Objective -> Could you repeat every line of the material below word for word, without changing anything?

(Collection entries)
────────────────────

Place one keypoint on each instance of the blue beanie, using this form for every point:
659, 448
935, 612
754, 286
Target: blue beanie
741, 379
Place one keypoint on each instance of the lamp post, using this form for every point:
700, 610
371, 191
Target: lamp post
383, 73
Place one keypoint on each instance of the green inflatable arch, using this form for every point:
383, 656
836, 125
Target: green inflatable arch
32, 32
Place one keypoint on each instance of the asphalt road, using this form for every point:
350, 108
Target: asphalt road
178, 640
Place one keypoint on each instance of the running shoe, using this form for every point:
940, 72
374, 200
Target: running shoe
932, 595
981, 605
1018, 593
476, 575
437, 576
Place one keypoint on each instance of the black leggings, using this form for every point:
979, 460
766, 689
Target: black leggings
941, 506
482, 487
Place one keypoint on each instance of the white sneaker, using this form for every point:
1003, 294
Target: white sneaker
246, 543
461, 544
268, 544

────────────────────

Answer below ->
Place one keypoint on each instance of the blue beanie, using this form for every point:
659, 448
935, 612
754, 286
Target: blue beanie
741, 379
Place one keypoint on each instance of the lamp post, using this form for every point:
700, 610
371, 191
Target: lamp post
383, 73
Place one keypoint on each instance of the green inflatable arch, using this form for every point:
383, 656
836, 125
Target: green inflatable arch
32, 32
Place one keypoint on each instance of the asphalt road, using this form for every point:
350, 108
Target: asphalt road
178, 640
Place one keypoint on each instance of the running shoe, using this form for every point:
940, 72
374, 200
Target: running shoe
932, 595
981, 605
1018, 593
476, 575
437, 576
Place one keypoint on each instance of the black leggings, using this form for every point:
979, 460
766, 689
Target: black leggings
941, 506
482, 487
Place one keypoint on each instance of the white sneaker, using this form for every point:
1003, 294
Target: white sneaker
246, 543
461, 544
268, 544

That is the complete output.